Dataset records
____________________

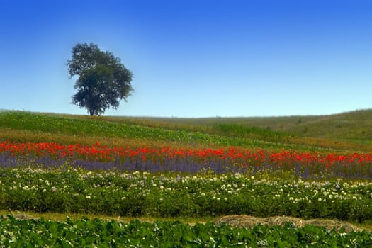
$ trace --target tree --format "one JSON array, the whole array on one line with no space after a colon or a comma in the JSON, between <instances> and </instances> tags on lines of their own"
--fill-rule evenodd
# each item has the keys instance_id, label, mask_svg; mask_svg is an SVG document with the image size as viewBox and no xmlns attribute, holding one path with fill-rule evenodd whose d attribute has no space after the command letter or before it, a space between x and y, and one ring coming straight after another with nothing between
<instances>
[{"instance_id":1,"label":"tree","mask_svg":"<svg viewBox=\"0 0 372 248\"><path fill-rule=\"evenodd\" d=\"M91 115L105 113L106 108L118 108L119 101L130 96L133 90L132 72L110 52L101 51L94 43L77 44L72 57L67 60L70 79L79 76L72 103L86 108Z\"/></svg>"}]
</instances>

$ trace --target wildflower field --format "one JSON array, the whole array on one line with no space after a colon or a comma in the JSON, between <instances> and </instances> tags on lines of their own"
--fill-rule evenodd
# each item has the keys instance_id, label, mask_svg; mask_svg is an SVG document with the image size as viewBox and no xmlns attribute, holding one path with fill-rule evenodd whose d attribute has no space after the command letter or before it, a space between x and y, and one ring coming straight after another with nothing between
<instances>
[{"instance_id":1,"label":"wildflower field","mask_svg":"<svg viewBox=\"0 0 372 248\"><path fill-rule=\"evenodd\" d=\"M0 210L8 211L0 247L372 245L367 138L191 121L0 113ZM112 218L19 219L15 211ZM338 220L365 230L216 224L230 215Z\"/></svg>"}]
</instances>

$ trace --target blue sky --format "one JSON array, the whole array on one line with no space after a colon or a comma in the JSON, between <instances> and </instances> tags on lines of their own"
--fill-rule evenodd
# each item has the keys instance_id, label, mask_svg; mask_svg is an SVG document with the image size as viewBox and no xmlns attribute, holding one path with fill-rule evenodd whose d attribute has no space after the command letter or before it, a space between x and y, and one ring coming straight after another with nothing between
<instances>
[{"instance_id":1,"label":"blue sky","mask_svg":"<svg viewBox=\"0 0 372 248\"><path fill-rule=\"evenodd\" d=\"M134 74L105 115L332 114L372 106L372 1L0 0L0 108L71 104L78 43Z\"/></svg>"}]
</instances>

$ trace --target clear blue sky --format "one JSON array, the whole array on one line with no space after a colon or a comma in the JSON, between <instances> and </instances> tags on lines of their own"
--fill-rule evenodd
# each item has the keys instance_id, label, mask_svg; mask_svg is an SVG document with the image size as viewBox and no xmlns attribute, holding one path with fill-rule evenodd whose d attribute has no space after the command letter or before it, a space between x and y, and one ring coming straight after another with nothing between
<instances>
[{"instance_id":1,"label":"clear blue sky","mask_svg":"<svg viewBox=\"0 0 372 248\"><path fill-rule=\"evenodd\" d=\"M134 74L111 115L322 115L372 107L368 0L0 0L0 108L70 103L78 43Z\"/></svg>"}]
</instances>

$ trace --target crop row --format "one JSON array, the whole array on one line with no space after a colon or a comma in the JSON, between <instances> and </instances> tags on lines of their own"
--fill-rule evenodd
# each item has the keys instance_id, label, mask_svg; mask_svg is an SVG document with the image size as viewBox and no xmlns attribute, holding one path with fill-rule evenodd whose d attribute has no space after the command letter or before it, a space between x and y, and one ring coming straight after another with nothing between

____________________

#### REQUIREMENTS
Rewrite the rows starting at the line containing "trace --target crop" and ending at the end of the records, replacing "crop row" with "hay bale" and leaving all else unchanged.

#### SOLVED EXERCISE
$ trace --target hay bale --format "one JSON array, the whole array on one line with no space after a colon or a comma in the JSON, between <instances> and </instances> tags on lines of their own"
--fill-rule evenodd
# each item has the keys instance_id, label, mask_svg; mask_svg is an SVG document with the image size as viewBox and no xmlns attribute, holding one path with fill-rule evenodd whose d attribute has no space after the command letter or before it, a space between x and y, and one ring coming straight after another with nothing between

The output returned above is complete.